• [TEXT TO READ]:
⁂

[KinoSearch] TokenBatch API (was Content indexing question)

Peter Karman peter at peknet.com
Sat Nov 4 13:30:54 PST 2006



Marvin Humphrey scribbled on 11/3/06 12:12 PM:

> Thanks for stepping in with the support help and freeing me up to spend 
> time on the rest of this post.
> 

like Robert De Niro says in that great scene in the film _Brazil_: we're all in 
this together. ;)


>> aside to Marvin: I hope TokenBatch doesn't go away altogether; Swish3 
>> assumes there will be a quick way to add a word list in a tight loop.
> 
> TokenBatch will not go away.  It's marked that way because the API isn't 
> what I would like it to be.

cool.

> 
> Here are the changes planned for Token and TokenBatch in 0.20:
> 
>  * Token will get a public API and its own constructor.
>  * All of the accessor methods for manipulating the current token
>    will be removed from TokenBatch and given to Token instead.
>  * TokenBatch's append() method will be changed to take a Token
>    object.  It will no longer serve as a factory method; you
>    must use the Token constructor to create an object which you
>    then add to the batch via $batch->append($token);
>  * A fetch_next() method which returns a Token will be added
>    to TokenBatch.

nice.


> This is better, IMO:
> 
>   while ( my $token = $batch->fetch_next ) {
>        $token->set_text( lc( $token->get_text ) );
>   }
> 

agreed.

⁂

Annotated coordinate records:
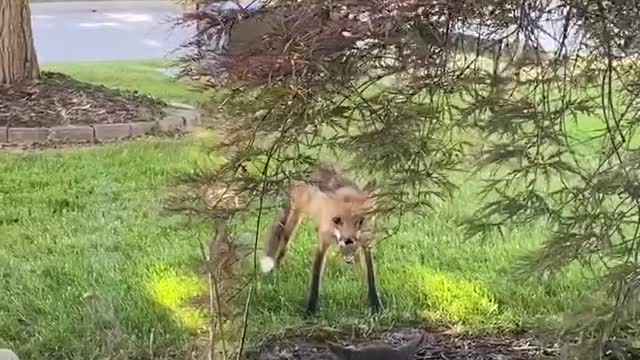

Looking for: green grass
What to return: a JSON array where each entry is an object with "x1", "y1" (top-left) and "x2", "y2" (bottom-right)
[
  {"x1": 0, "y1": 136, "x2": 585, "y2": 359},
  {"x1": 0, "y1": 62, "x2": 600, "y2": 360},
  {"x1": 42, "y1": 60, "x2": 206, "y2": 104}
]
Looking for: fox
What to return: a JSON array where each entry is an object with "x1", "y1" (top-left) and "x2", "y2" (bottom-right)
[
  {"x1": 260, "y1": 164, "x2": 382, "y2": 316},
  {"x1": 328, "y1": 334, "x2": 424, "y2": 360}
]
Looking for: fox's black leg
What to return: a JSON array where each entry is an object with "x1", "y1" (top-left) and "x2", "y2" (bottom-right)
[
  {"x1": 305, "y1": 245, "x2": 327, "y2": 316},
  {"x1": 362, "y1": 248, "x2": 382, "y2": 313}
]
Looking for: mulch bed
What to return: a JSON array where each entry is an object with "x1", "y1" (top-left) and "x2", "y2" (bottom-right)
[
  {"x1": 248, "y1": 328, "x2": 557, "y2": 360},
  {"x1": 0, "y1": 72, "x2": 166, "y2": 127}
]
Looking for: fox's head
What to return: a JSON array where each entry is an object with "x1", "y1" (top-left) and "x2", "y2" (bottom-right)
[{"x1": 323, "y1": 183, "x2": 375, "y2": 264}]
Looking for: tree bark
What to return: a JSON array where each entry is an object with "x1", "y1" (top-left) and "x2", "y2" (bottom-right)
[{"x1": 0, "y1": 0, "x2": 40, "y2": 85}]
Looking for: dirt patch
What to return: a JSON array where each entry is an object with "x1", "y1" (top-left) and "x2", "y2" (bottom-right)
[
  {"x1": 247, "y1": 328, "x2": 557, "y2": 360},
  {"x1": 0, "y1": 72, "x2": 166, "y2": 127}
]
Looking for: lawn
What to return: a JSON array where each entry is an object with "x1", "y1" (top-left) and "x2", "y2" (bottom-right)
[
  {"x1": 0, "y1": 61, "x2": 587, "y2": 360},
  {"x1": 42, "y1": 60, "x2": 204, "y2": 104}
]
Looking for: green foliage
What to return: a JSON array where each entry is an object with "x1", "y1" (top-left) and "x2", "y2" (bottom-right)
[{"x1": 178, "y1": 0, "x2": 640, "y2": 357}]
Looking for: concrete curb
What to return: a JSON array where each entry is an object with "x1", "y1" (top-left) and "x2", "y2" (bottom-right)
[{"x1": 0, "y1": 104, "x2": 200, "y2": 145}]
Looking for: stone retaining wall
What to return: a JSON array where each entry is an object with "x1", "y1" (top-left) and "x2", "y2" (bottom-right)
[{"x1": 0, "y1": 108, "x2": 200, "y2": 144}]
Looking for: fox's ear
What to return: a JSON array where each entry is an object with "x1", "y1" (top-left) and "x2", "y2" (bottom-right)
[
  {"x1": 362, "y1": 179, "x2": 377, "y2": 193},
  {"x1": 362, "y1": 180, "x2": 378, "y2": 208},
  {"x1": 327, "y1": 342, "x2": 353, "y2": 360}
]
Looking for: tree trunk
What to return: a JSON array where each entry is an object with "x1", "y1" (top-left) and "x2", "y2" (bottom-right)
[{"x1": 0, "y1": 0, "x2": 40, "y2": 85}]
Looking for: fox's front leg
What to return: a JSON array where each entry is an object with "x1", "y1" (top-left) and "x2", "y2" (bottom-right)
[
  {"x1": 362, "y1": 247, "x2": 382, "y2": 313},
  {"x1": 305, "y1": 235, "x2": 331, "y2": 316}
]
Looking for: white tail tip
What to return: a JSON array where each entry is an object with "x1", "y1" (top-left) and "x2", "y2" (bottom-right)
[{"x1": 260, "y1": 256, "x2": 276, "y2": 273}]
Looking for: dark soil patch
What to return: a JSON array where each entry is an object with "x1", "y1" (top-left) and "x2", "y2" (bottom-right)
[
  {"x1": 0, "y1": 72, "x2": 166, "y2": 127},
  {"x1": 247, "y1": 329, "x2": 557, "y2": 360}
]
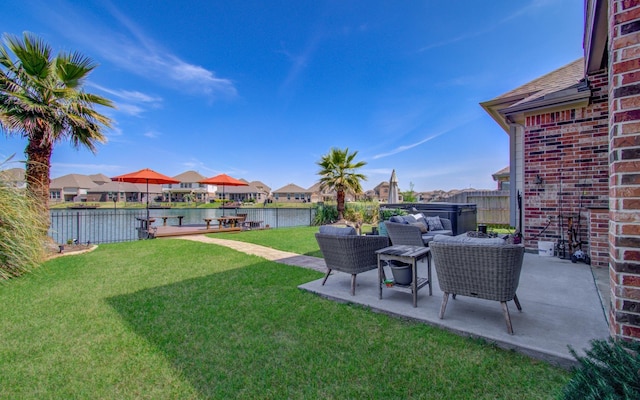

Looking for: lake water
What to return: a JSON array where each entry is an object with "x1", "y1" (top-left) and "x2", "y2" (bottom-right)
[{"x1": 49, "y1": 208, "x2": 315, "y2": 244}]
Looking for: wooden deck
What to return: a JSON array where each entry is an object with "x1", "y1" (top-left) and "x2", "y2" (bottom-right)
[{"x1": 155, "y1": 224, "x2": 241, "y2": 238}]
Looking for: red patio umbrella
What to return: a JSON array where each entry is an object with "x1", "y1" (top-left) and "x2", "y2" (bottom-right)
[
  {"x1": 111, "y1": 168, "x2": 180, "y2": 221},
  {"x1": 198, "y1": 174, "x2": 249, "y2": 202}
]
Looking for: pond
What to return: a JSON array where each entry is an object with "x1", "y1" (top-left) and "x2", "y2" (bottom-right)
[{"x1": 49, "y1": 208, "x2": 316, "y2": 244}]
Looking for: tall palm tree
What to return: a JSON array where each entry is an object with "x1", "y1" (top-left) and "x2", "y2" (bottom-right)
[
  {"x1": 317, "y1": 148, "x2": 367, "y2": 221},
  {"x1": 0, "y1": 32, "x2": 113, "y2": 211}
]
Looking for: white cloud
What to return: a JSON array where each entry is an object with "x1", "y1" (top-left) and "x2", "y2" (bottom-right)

⁂

• [REQUIREMENT 1]: According to the TokenBatch post, what will TokenBatch's append() method take in version 0.20?
• [REQUIREMENT 2]: In the listing, locate every line that contains the string "tree" and copy each one. Matches are case-sensitive.

• [WORKED ANSWER 1]: It will take a Token object.

• [WORKED ANSWER 2]:
Looking for: tree bark
Looking for: tree trunk
Looking for: tall palm tree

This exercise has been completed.